Your objective: The answer must consist solely of the line containing "of the blue" and every line after it in the records below, through the last, each reproduced exactly.

___ Exercise data ___

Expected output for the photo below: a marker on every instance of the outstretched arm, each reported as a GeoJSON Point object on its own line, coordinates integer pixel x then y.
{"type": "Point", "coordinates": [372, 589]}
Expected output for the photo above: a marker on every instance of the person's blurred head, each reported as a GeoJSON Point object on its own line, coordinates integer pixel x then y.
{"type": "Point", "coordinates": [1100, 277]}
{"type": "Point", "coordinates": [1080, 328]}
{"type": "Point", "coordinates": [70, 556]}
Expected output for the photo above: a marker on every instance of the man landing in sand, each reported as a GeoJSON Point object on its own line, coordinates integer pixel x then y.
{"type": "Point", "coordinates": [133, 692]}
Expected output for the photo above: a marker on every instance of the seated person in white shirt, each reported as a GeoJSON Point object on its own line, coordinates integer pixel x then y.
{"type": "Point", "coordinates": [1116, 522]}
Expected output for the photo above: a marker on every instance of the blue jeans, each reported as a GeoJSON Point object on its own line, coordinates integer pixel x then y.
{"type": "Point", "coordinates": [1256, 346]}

___

Solution to the exercise:
Expected output for the photo above: a marker on every instance of the blue jeans, each reported as a GeoJSON Point object on its own line, coordinates integer pixel x then y.
{"type": "Point", "coordinates": [1256, 346]}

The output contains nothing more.